» **EXTRACT TO READ**:
───

SP
2013 – San Francisco State University, Art Department
Art 410 Conceptual
Strategies
Day/Time: Tuesday
(Creative Arts Computer Lab, Creative arts Building, Rm 265)
Thursday
(Fine Arts Room 538)
9:10-11:50
am)
Units/Hrs: 3
units/3 hours per week
Instructor: Paula
Levine
Office/Phone: Fine
Arts Rm. 537/ 415-337-0753
Email: plevine@sfsu.edu
Office hours: T/Th
12:15-1:45, and by appointment
Assignment 1: Chance
Operation Project Due: Feb. 21
Indeterminate,
Not fixed in extent, character, etc…not limited to fixed values
"As
far as consistency of thought goes, I prefer inconsistency." --John Cage
Collaborative
Project working with a partner who is
determined by chance
Homework: Due Feb. 7
-
Post to your blogs 3 chance operation
project ideas between you and your partner for Tuesday . The ideas can be your
own individual ones, or thought of and developed in collaboration.
Background:
Art
schools encourage people to develop their own personal aesthetics, skills,
working processes and visual vocabularies. Often these goals are achieved by
making step by step choices, such as one color over another, or one shape over
another, in order to slowly build a set of skills and language that become
familiar and "natural." This assignment explores another kind of
approach to working -- that of indeterminacy.
One
strong advocate of this system was John Cage who used the I Ching[1] to
make decisions in his working process. Cage’s goal was to separate his working
process from his own personal set of aesthetics using this system that was
independent from his own personal aesthetic decisions.
Numbers inspired Cage.
Numbers were the essence of chance composition, to which he devoted himself for
four decades, from the early 1950's through the final number pieces. With
endless inventiveness, Cage discovered repeatedly new ways to assign
compositional parameters to numbers and then use the I Ching to generate the
numbers, first by tireless coin tosses to determine hexagrams, later through a
computer program that simulates the coin toss.
From Cage and Counting:
The Number Pieces by Mark Swed
Although
this system seems opposite to conventions of art making, it proves to be a
useful exercise to increase awareness as to the extent to which our decisions
rely on some invisible personal set of aesthetics or other forces that shape
our ideas.
Task:
Make
a piece of art that comes about as the result of a chance system you design.
This could be as simple as tossing a coin, picking numbers or other written
text or images out of a hat. You can work in any medium you wish - drawing,
painting, watercolor, photography, performance, digital or analog.
The
challenge is to design a system that leads to the creation of a piece of art
without any input of your own personal choices that shape or influence your
usual process of making decisions.
Suggestions:
a.
Decide on what is fixed. For example, the number of colors, the size of a
paper, the number of movements, the direction to walk, a time limit. You can
make the system as simple or complex as you wish, however once you set up your
system, don’t deviate from it.
Here's
a few examples:
A.
Paint by chance
->You
decide you will make a painting on a 8x10 inch paper. Each side of the paper is
named -- north, east, south or west. You will paint for 10 minutes.
-
You chose four colors (red, blue, yellow, green).
-
You determine you’ll work with two shapes (circle and a square)
B.

───

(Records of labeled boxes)
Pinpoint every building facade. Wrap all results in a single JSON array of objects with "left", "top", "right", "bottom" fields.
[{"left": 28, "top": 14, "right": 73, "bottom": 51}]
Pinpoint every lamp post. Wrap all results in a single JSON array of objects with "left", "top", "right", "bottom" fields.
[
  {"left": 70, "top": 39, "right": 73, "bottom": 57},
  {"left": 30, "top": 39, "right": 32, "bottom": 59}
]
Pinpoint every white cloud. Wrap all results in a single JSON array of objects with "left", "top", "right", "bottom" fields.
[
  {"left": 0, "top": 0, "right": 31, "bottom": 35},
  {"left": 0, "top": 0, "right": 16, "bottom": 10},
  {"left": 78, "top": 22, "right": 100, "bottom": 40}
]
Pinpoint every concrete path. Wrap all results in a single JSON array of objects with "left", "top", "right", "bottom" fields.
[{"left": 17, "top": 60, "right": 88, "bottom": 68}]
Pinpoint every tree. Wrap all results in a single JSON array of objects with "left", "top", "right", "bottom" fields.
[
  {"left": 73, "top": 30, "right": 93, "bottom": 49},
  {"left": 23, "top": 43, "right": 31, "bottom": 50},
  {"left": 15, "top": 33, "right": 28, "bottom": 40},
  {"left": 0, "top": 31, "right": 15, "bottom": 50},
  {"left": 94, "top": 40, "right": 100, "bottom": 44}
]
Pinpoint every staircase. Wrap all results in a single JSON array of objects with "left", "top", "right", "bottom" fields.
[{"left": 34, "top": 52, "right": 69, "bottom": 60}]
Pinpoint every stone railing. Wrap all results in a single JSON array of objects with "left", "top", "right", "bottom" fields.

───

» **WHAT YOU HAVE TO DO**: Reproduce the passage of the art assignment sheet starting with "This could be" and going on through "deviate from it.".

» **TASK ANSWER**:
This could be as simple as tossing a coin, picking numbers or other written
text or images out of a hat. You can work in any medium you wish - drawing,
painting, watercolor, photography, performance, digital or analog.
The
challenge is to design a system that leads to the creation of a piece of art
without any input of your own personal choices that shape or influence your
usual process of making decisions.
Suggestions:
a.
Decide on what is fixed. For example, the number of colors, the size of a
paper, the number of movements, the direction to walk, a time limit. You can
make the system as simple or complex as you wish, however once you set up your
system, don’t deviate from it.